Document segment
# Boosting

## Forward stagewise additive modeling
Generally, forward stagewise additive modeling takes the form:

$f(x) = \sum_{m=1}^{M} \beta_m b_m(x; \gamma_m)$

Where $\beta_i$ are the expansion coefficients and $b_i(x; \gamma_i)$ are usually simple functions of $x$ (i.e a weak classifier)
### Algorithm

1. initialize $f_o(x) = 0$
2. for m = 1 to M:
 - a. Compute: $(\beta_m, \gamma_m) = \text{argmin}_{\beta, \gamma} \sum^{N}_{i=1} L(y_i, f_{m-1} (x_i) + \beta b(x_i; \gamma))$
 - b. set $f_m = f_{m-1} (x) + \beta_m b(x; \gamma_m)$

For $b_i(x; \gamma_i)$ = tree, $\gamma_i$ can be splitting variables and splitting points

Forward stagewise modeling approximates the solution to 2.a by  sequentially adding new basis function to the expansion without
adjusting the parameters and coefficients of those that have already been added. At each iteration m, one solves for the
optimal basis function $b_m(x; \gamma_m)$ and coefficient $\beta_m$, adds it to the current expansion $f_{m-1} (x)$, previously added
terms are not modified.

Entries shown

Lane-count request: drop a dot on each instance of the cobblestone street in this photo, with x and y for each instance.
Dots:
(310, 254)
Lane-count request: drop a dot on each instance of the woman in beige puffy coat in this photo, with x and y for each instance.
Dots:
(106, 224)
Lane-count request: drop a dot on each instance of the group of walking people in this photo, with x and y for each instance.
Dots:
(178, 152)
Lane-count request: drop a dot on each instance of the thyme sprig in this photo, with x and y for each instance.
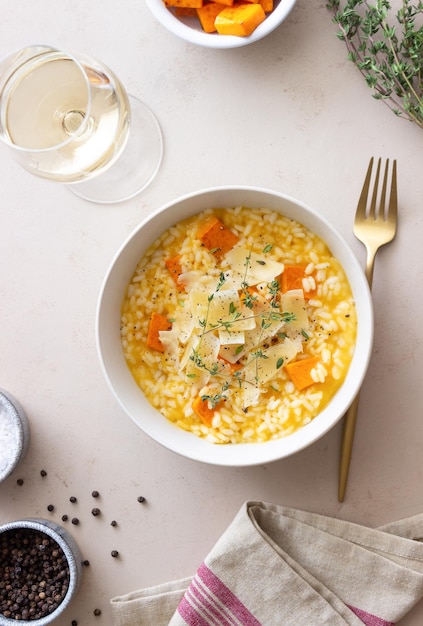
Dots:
(390, 57)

Written tasks
1) From the boosting notes, transcribe the passage that begins with the words "1. initialize $f_o(x)" and ends after "are not modified.".
2) Summarize the boosting notes in two sentences.
3) Write the next part of the boosting notes, starting after their final sentence.

The replies
1)
1. initialize $f_o(x) = 0$
2. for m = 1 to M:
 - a. Compute: $(\beta_m, \gamma_m) = \text{argmin}_{\beta, \gamma} \sum^{N}_{i=1} L(y_i, f_{m-1} (x_i) + \beta b(x_i; \gamma))$
 - b. set $f_m = f_{m-1} (x) + \beta_m b(x; \gamma_m)$

For $b_i(x; \gamma_i)$ = tree, $\gamma_i$ can be splitting variables and splitting points

Forward stagewise modeling approximates the solution to 2.a by  sequentially adding new basis function to the expansion without
adjusting the parameters and coefficients of those that have already been added. At each iteration m, one solves for the
optimal basis function $b_m(x; \gamma_m)$ and coefficient $\beta_m$, adds it to the current expansion $f_{m-1} (x)$, previously added
terms are not modified.

2) Forward stagewise additive modeling expresses a function as a sum of M terms, each an expansion coefficient multiplied by a simple basis function of x, such as a weak classifier. The algorithm builds this expansion one term at a time: at each iteration it solves for the optimal basis function and coefficient and adds them to the current expansion without modifying the terms already added.

3)
## Adaboost as forward additive stagewise modeling

Assume, we have a two class classification problem with class labels $y \in \{-1, 1\}$ and we want to build up from some weak classifiers $\{b_i\}$
that only do slightly better than random guess.

Let the loss function $L = e^{-yf(x)}$

For forward additive stagewise modeling, at each iteration m, one must solve

$(\beta_m, b_m) = \text{argmin}_{\beta, b} \sum_{i=1}^{N} e^{-y[f_{m-1}(x_i) + \beta b(x_i)]}$

\begin{aligned}
\implies (\beta_m, b_m) & = \text{argmin}_{\beta, b} \sum_{i=1}^{N} \underbrace{e^{-y[f_{m-1}(x_i)]}}_{\text{this term does not depend on $\beta, b$}}e^{-y[\beta b(x_i)]}\\
& = \text{argmin}_{\beta, b} \sum_{i=1}^{N} w_i^{(m)}e^{-y[\beta b(x_i)]}\\
\end{aligned}

Where $w_i^{(m)} = e^{-y[f_{m-1}(x_i)]}$, we can regard this as a weight applied on each sample at each iteration

For any value of $\beta$,

  \begin{equation}
    w_i^{(m)}e^{-y[\beta b(x_i)]} =
    \begin{cases}
      w_i^{(m)} e^{-\beta} & y_i = b(x_i)\\
      w_i^{(m)} e^{\beta}, & y_i \neq b(x_i)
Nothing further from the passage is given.